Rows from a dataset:
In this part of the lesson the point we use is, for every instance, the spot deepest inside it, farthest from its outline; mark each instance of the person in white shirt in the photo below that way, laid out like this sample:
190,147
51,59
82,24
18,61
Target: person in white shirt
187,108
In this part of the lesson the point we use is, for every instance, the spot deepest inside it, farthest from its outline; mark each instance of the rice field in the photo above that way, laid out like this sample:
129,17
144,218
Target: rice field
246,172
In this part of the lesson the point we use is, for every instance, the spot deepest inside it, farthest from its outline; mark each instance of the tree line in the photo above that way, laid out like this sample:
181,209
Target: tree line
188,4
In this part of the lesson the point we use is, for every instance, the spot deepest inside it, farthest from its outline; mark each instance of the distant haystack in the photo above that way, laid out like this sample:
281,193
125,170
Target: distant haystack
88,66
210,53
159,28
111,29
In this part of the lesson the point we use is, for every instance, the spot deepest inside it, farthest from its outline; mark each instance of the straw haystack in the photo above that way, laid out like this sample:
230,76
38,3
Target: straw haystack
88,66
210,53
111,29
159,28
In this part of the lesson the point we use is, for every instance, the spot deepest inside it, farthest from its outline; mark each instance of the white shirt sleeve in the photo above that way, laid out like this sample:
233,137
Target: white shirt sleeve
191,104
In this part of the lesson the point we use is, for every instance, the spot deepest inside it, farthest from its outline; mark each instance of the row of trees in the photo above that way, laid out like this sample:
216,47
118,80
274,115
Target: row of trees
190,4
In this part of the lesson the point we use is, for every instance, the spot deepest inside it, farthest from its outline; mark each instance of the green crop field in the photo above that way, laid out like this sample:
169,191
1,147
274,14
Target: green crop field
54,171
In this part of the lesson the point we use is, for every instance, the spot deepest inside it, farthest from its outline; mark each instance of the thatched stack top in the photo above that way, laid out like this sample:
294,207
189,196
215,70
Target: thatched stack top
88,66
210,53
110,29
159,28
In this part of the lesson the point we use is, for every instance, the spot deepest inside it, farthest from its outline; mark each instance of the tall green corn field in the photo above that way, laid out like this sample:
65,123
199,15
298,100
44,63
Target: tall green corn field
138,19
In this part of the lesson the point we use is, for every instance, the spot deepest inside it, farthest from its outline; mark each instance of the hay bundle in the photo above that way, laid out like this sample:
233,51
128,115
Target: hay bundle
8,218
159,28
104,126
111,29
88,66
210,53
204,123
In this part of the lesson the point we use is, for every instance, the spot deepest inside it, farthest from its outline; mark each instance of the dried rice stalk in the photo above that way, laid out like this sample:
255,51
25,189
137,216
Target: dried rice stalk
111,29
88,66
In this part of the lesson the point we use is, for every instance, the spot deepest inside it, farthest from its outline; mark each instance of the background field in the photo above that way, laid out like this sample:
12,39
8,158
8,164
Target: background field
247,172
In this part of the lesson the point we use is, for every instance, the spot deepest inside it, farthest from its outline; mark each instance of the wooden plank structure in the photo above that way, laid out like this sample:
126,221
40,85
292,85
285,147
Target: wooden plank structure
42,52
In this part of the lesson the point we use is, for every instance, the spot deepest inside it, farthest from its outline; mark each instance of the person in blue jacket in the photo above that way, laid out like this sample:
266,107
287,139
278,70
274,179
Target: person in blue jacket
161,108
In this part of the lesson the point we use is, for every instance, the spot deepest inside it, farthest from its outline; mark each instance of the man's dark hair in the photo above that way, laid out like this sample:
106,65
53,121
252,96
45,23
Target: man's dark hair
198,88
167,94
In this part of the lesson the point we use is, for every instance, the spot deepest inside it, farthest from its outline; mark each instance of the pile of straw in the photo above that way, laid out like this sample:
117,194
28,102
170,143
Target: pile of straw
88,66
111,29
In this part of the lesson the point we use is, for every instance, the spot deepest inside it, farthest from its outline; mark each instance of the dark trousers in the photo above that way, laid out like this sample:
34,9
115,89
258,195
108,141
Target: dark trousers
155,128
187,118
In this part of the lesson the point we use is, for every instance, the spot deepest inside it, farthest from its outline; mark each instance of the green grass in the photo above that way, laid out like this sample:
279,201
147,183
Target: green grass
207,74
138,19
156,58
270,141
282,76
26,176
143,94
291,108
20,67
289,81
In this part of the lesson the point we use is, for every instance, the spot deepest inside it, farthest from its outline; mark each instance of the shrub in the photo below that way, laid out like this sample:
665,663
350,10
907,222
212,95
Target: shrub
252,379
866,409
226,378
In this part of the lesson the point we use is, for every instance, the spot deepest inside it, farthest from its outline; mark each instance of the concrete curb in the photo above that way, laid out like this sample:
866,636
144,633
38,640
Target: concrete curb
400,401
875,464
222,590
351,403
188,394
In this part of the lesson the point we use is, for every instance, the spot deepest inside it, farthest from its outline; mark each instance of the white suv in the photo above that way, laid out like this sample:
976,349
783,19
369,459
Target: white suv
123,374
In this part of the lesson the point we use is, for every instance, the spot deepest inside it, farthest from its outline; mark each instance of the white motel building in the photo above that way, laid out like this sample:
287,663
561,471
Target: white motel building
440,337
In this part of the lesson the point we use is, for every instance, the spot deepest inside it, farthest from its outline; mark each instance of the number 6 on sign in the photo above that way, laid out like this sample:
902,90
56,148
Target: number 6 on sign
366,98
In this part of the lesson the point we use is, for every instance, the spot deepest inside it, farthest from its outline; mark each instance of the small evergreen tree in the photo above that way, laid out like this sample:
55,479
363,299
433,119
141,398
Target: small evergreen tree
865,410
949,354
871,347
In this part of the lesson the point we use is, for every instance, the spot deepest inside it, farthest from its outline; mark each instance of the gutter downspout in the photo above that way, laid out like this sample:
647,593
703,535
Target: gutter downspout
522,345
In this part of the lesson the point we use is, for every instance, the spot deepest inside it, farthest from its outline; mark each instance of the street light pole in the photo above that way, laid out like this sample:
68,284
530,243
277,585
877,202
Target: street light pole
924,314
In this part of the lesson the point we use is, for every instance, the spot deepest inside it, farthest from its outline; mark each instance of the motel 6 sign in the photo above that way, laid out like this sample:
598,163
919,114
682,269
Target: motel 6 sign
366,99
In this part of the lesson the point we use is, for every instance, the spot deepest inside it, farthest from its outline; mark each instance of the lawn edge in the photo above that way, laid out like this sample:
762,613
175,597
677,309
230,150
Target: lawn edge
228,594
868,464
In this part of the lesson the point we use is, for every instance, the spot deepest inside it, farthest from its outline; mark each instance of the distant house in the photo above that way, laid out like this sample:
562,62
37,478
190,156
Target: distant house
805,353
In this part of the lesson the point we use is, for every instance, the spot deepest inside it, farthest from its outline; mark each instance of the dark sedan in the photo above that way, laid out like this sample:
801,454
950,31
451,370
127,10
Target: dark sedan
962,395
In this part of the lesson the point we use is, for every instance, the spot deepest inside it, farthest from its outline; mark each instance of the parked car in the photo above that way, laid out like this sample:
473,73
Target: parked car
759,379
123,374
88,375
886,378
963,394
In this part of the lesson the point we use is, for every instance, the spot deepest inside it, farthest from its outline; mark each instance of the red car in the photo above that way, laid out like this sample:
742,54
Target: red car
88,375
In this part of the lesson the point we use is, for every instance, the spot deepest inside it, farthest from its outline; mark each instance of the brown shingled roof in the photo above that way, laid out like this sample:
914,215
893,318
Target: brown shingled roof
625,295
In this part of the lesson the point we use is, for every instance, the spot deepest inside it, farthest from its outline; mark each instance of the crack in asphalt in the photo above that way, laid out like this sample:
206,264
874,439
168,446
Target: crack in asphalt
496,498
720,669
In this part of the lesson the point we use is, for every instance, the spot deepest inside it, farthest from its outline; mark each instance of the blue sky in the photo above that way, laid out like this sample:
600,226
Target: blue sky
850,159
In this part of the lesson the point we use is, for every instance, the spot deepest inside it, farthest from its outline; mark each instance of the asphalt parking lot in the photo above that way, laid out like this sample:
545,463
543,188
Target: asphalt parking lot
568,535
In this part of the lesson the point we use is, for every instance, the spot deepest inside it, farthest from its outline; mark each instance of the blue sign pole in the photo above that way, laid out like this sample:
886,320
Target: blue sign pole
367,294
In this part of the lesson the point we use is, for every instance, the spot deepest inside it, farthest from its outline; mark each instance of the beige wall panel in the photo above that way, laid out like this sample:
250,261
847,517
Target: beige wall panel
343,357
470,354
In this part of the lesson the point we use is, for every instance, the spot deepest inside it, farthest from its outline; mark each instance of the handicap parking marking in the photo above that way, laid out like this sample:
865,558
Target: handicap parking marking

PROBLEM TO SOLVE:
Can you rescale everything from the line containing "of the beige" down to the end of the items above, giving every line again with the requests included? Multiply each answer coordinate by 2 and round to whole numbers with halves going up, but leave the requests and their sample coordinates unchanged.

SOLUTION TO THE EXERCISE:
In this part of the lesson the point we use is, for every instance, the spot deepest inside it, farthest from its outline; mark each instance of the beige wall panel in the photo above that way, laid out like this sample:
250,261
847,517
Target: beige wall panel
686,714
940,708
In this part of the lesson the point we use is, for every instance, the spot deepest inside it, farthest from its outline; mark each instance of the handicap parking marking in the photo above that way, laid out like this sample:
865,558
Target: handicap parking marking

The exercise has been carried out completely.